* [DIRECTIONS] Extract every line below and reproduce each one word for word.

[Extracted data entries]
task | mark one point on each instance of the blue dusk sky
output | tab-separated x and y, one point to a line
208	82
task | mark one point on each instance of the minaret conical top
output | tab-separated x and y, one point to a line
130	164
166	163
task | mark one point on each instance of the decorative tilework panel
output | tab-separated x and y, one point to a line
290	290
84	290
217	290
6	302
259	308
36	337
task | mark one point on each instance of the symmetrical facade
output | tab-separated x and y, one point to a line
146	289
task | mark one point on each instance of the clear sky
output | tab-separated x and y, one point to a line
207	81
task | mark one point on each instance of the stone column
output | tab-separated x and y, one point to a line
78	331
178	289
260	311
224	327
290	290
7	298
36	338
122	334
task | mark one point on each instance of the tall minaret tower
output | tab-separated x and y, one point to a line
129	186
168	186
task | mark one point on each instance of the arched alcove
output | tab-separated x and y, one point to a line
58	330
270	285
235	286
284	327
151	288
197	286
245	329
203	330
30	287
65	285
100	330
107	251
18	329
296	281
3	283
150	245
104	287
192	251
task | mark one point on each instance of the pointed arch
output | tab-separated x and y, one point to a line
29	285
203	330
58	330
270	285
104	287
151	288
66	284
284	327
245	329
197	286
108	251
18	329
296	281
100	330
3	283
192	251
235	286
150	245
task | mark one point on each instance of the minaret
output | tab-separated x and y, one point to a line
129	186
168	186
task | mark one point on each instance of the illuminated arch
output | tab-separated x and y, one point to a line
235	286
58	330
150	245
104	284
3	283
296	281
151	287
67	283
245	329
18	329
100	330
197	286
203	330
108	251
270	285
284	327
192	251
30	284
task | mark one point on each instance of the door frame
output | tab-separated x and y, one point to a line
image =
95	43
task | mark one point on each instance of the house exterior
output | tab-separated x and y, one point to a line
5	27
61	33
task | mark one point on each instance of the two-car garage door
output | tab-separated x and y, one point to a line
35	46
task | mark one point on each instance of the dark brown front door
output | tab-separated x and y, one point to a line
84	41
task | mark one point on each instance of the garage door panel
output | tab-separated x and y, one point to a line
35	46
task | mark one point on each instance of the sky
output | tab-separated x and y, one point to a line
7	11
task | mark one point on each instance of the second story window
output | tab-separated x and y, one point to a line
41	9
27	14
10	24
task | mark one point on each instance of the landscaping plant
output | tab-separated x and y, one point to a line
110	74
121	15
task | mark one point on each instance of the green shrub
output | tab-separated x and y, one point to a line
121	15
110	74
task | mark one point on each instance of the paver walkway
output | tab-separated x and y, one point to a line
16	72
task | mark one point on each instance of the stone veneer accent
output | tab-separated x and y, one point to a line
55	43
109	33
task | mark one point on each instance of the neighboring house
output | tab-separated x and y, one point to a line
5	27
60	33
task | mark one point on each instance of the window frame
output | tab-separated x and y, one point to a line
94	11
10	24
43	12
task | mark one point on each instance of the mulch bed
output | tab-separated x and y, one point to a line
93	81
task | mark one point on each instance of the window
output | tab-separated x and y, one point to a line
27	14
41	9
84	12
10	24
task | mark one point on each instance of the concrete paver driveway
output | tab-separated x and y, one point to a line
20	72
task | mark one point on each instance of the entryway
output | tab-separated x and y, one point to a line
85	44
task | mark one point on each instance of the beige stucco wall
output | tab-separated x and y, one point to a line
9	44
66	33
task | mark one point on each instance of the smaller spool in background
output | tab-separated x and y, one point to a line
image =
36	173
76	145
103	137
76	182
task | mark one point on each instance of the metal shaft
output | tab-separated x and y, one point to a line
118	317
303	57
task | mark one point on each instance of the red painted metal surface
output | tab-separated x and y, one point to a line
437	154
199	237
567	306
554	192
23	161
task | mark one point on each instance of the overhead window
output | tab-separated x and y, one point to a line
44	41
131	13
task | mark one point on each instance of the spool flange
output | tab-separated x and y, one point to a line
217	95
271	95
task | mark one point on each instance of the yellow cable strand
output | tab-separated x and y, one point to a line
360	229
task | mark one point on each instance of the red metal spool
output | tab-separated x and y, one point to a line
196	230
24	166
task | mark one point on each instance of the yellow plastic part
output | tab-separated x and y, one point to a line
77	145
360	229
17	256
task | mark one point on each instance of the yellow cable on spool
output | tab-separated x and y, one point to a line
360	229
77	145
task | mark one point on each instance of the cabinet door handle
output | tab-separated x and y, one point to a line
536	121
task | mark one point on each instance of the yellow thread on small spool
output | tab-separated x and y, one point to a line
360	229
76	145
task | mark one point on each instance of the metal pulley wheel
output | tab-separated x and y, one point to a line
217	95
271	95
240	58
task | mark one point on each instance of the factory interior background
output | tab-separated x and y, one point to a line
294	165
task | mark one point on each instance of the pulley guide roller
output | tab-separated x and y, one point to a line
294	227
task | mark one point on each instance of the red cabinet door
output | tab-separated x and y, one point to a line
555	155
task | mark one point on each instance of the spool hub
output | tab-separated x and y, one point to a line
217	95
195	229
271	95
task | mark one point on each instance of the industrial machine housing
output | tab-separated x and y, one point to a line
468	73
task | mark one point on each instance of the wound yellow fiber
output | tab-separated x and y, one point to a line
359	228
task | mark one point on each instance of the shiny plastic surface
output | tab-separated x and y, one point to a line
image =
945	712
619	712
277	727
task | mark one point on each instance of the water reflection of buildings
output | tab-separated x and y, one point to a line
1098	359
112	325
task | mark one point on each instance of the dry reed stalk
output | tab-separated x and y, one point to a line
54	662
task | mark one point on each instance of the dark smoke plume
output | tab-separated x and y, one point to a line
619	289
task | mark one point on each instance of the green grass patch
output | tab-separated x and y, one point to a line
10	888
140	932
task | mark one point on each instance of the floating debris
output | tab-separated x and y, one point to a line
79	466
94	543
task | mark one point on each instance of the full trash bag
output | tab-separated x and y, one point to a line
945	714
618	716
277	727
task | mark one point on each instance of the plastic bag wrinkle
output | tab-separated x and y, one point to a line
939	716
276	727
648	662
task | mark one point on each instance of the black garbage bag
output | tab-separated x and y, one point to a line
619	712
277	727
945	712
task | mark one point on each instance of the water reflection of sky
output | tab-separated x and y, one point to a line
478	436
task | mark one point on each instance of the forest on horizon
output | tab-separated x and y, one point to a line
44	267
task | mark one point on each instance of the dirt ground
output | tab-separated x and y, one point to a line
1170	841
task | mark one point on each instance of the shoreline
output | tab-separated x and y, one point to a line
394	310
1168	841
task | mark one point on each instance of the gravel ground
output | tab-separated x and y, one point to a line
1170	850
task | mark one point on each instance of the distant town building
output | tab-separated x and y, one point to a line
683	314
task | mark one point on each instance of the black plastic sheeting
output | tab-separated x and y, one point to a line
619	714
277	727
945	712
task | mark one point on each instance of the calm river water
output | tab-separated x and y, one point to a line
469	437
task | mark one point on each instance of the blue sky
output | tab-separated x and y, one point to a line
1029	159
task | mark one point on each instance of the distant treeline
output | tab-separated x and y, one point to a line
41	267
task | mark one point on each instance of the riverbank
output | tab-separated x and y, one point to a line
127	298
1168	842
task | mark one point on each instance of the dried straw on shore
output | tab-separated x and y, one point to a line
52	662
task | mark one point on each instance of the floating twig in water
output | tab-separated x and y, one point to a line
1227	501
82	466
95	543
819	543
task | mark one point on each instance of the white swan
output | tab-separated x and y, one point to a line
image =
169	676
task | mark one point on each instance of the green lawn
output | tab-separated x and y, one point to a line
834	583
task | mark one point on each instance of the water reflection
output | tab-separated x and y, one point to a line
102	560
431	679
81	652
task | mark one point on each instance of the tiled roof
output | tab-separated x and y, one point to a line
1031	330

* [OUTPUT FOR THIS EXERCISE]
task | mark one point on each instance of the blue dusk sky
output | tab-separated x and y, one point to a line
208	82
task | mark one point on each instance of the minaret conical top
output | tab-separated x and y, one point to a line
130	164
166	163
task | mark one point on each instance of the decorative tilework panel
output | tab-separated x and y, one point to a line
290	290
84	290
217	290
6	302
259	308
36	337
task | mark one point on each instance of the symmetrical facade
output | tab-separated x and y, one point to a line
146	289
task | mark one point on each instance of the clear sky
output | tab-separated x and y, one point to a line
207	81
task | mark one point on each instance of the stone column
output | tab-separated x and y, one point to a line
78	331
178	289
260	311
224	327
290	290
7	298
36	338
122	334
task | mark one point on each instance of the tall minaret tower
output | tab-separated x and y, one point to a line
129	186
168	186
task | mark one point on each instance of the arched alcove
output | tab-separated x and y, one point to a line
58	330
270	285
235	286
284	327
151	288
197	286
245	329
203	330
30	287
65	285
100	330
107	251
18	329
296	281
3	283
150	245
104	287
192	251
task | mark one point on each instance of the pointed arch
output | tab-separated x and y, one point to a line
29	285
203	330
58	330
270	285
104	287
151	288
66	284
284	327
245	329
197	286
108	251
18	329
296	281
100	330
3	283
192	251
235	286
150	245
task | mark one point on each instance of the minaret
output | tab-separated x and y, one point to a line
129	186
168	186
task | mark one point on each instance of the illuminated arch
output | tab-separated x and y, one point to a line
235	286
58	330
150	245
104	284
3	283
296	281
151	287
67	283
245	329
18	329
100	330
197	286
203	330
108	251
270	285
284	327
192	251
30	284
task | mark one point on each instance of the door frame
output | tab-separated x and y, one point to a line
image =
95	43
task | mark one point on each instance of the house exterior
output | tab-separated x and y, one point to a line
5	27
61	33
task | mark one point on each instance of the two-car garage door
output | tab-separated x and y, one point to a line
35	46
task | mark one point on each instance of the dark brown front door
output | tab-separated x and y, one point to a line
84	41
task | mark one point on each instance of the garage door panel
output | tab-separated x and y, one point to a line
35	46
task | mark one point on each instance of the sky
output | tab-separated x and y, one point to a line
7	11
task | mark one point on each instance of the second story window
output | tab-separated x and y, one point to a line
41	9
27	14
10	24
task | mark one point on each instance of the landscaping plant
output | tab-separated x and y, one point to a line
110	74
121	15
task | mark one point on each instance of the green shrub
output | tab-separated x and y, one point to a line
121	15
110	74
task | mark one point on each instance of the paver walkway
output | tab-separated x and y, one point to a line
16	72
task | mark one point on each instance of the stone veneer accent
output | tab-separated x and y, one point to a line
55	43
109	33
task | mark one point on each instance of the neighboring house
output | tab-separated x and y, one point to a line
5	27
60	33
task | mark one point on each instance of the window frame
output | tab-separated x and y, one point to a line
94	11
10	24
43	12
task | mark one point on each instance of the mulch bed
output | tab-separated x and y, one point to a line
93	81
task | mark one point on each instance of the window
output | tab-separated x and y, one point to a line
27	14
41	9
84	12
10	24
task | mark one point on each instance of the concrete paver driveway
output | tab-separated x and y, one point to a line
20	72
task | mark one point on each instance of the entryway
output | tab-separated x and y, one point to a line
85	44
task | mark one point on each instance of the beige stucco wall
output | tab-separated x and y, one point to a line
9	44
66	33
task | mark one point on each instance of the smaller spool in background
output | tab-separated x and y, one point to a line
image =
36	173
76	145
103	137
76	182
task | mark one point on each instance of the metal shaft
output | tab-separated x and y, one point to a line
118	317
303	57
task | mark one point on each instance of the red painted metal surface
output | tab-separated x and y, one point to a line
437	154
199	237
567	306
554	192
23	161
task | mark one point on each instance of the overhead window
output | tab-separated x and y, one point to a line
44	41
131	13
task | mark one point on each instance of the spool flange
output | tab-separated x and y, one point to a line
217	95
271	95
task | mark one point on each instance of the yellow cable strand
output | tab-separated x and y, one point to a line
360	229
task | mark one point on each instance of the red metal spool
output | tab-separated x and y, one point to a line
196	230
24	166
task | mark one point on each instance of the yellow plastic part
output | tab-separated x and y, one point to a line
77	145
360	229
17	256
task | mark one point on each instance of the yellow cable on spool
output | tab-separated x and y, one point to a line
360	229
77	145
task | mark one point on each instance of the cabinet door handle
output | tab-separated x and y, one point to a line
536	121
task | mark one point on each instance of the yellow thread on small spool
output | tab-separated x and y, one point to a line
360	229
76	145
task | mark one point on each instance of the metal pulley wheel
output | tab-separated x and y, one point to a line
217	95
271	95
240	58
task | mark one point on each instance of the factory interior background
output | tab-separated x and y, one point to a line
294	165
task | mark one point on each instance of the pulley guide roller
output | tab-separated x and y, one point to a line
294	227
task | mark one point on each instance of the red cabinet door
output | tab-separated x and y, one point to a line
555	155
task | mark one point on each instance of the spool hub
output | tab-separated x and y, one point to a line
217	95
195	229
271	95
task | mark one point on each instance of the industrial machine housing
output | tab-separated x and y, one point to a line
468	73
task | mark one point on each instance of the wound yellow fiber
output | tab-separated x and y, one point to a line
359	228
task | mark one point on each instance of the shiny plastic surface
output | tab-separated x and y, one point to a line
image =
945	712
619	712
277	727
task | mark one point on each instance of the water reflection of buildings
output | tab-separated x and y, one point to a line
1098	359
112	325
task | mark one point on each instance of the dry reed stalk
output | tab-separated x and y, one point to a line
54	662
task | mark one point on each instance of the dark smoke plume
output | tab-separated x and y, one point to a line
619	289
task | mark one point on each instance of the green grass patch
output | tab-separated x and y, one point to a line
10	888
140	932
task | mark one point on each instance of the floating debris
output | tab-separated x and y, one point to a line
79	466
94	543
task | mark one point on each instance of the full trash bag
output | tab-separated x and y, one point to a line
945	714
618	716
277	727
task | mark one point on each instance of the plastic bag wrinkle
output | tab-separated x and y, one point to a line
939	716
276	727
648	662
task | mark one point on each instance of the black garbage bag
output | tab-separated x and y, one point to a line
619	712
277	727
945	712
task | mark one point on each instance of the water reflection of sky
output | tab-separated x and y, one point to a line
478	436
task | mark one point on each instance of the forest on horizon
output | tab-separated x and y, one point to a line
44	267
task | mark one point on each instance of the dirt ground
output | tab-separated x and y, one point to a line
1170	841
task | mark one point on each instance of the shoreline
output | tab-separated x and y, one point to a line
394	310
1168	841
task | mark one point on each instance of the gravel ground
output | tab-separated x and y, one point to a line
1170	850
task | mark one point on each instance of the distant town building
output | tab-separated x and y, one point to a line
683	314
task | mark one point on each instance of the black plastic sheeting
output | tab-separated x and y, one point to a line
619	714
277	727
945	712
task | mark one point on each instance of the calm river water
output | tab-separated x and y, one point to a line
469	437
task | mark one point on each instance of the blue sky
output | tab-separated x and y, one point to a line
1029	159
task | mark one point on each instance of the distant treeline
output | tab-separated x and y, one point to a line
41	267
task | mark one point on each instance of the riverbank
output | tab-separated x and y, one point to a line
127	298
1168	842
task | mark one point on each instance of the dried straw on shore
output | tab-separated x and y, one point to a line
52	662
task | mark one point on each instance of the floating twig in water
output | tab-separated x and y, one point to a line
1227	501
82	466
95	543
819	543
task | mark one point on each instance of the white swan
output | tab-separated x and y, one point to a line
image =
169	676
task | mark one point on each instance of the green lawn
output | tab-separated x and y, one point to a line
834	583
task | mark one point on each instance of the water reflection
output | tab-separated x and y, one point to a line
102	560
431	679
81	652
task | mark one point on each instance of the tiled roof
output | tab-separated x and y, one point to a line
1031	330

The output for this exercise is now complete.